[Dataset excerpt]
[BEGIN]
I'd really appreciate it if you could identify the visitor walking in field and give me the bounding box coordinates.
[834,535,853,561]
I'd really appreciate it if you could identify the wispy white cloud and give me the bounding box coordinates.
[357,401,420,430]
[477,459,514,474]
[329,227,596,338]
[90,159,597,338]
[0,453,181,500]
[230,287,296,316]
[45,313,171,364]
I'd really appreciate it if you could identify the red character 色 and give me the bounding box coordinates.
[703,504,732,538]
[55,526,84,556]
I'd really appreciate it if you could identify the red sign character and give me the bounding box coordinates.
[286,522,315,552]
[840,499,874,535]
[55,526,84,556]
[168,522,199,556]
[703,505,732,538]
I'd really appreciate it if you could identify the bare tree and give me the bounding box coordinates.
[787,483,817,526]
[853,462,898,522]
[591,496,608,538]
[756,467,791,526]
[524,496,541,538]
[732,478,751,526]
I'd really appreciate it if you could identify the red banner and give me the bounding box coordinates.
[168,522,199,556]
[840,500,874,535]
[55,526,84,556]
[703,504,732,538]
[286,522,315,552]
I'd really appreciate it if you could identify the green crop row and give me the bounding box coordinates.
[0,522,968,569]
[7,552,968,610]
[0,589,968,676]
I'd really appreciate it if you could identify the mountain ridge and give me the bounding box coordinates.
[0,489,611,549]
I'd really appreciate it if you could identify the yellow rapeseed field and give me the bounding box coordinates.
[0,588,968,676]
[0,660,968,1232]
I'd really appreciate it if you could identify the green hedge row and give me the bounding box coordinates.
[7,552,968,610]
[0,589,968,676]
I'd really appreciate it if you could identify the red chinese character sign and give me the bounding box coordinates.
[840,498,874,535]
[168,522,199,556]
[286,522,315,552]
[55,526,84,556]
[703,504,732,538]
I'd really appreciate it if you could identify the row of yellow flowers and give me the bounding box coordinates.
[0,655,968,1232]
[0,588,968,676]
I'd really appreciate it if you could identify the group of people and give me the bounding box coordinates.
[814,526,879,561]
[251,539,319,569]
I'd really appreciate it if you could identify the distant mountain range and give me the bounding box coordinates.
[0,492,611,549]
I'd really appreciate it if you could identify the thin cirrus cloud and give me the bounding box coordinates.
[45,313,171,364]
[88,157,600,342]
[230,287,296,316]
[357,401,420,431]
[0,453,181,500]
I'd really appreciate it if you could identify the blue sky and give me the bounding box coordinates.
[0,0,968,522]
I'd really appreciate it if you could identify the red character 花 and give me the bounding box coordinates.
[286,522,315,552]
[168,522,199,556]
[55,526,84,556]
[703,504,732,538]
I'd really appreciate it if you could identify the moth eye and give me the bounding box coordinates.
[END]
▸ **Work to be completed**: Through the last line of the entries above, beginning at the line containing "I'd really appreciate it if you could identify the mountain", transcribe each line exactly, both ends included and nothing more.

▸ **Full solution**:
I'd really appreciate it if you could identify the mountain ridge and give me the bounding box coordinates.
[0,489,611,549]
I'd really appreciate it if you could identify the yellow rapeseed field and give me the bounding box coordinates.
[0,588,968,676]
[0,660,968,1232]
I'd really appreciate it if you could identify the green hedge row and give me the bounding box coordinates.
[7,552,968,610]
[0,589,968,676]
I'd really appreciate it if you could identify the red chinese character sign and give me the bounding box coordinates.
[840,498,874,535]
[168,522,199,556]
[286,522,315,552]
[55,526,84,556]
[703,504,732,538]
I'd really appreciate it if you could identify the row of yellow flowers and give me the bounding box coordinates.
[0,655,968,1232]
[0,588,968,676]
I'd really appreciate it if you could identify the group of people and give me the bounding box coordinates.
[814,526,879,561]
[251,539,319,569]
I'd really appreciate it if you could identify the distant mountain range and give me the bounding box coordinates.
[0,492,611,549]
I'd really appreciate it if you could identify the thin cirrus cloud and give me the bounding box coordinates.
[45,313,171,364]
[88,157,600,342]
[230,287,296,316]
[357,401,420,431]
[0,453,181,500]
I'd really appreciate it if you could identify the blue sky and give me the bounding box coordinates.
[0,0,968,522]
I'd really appreciate it if you could identify the red character 花 and give me the bounding box coordinates.
[286,522,315,552]
[168,522,199,556]
[55,526,84,556]
[703,504,732,538]
I'd really appreciate it if you could identify the moth eye and give me the bounding box coordinates.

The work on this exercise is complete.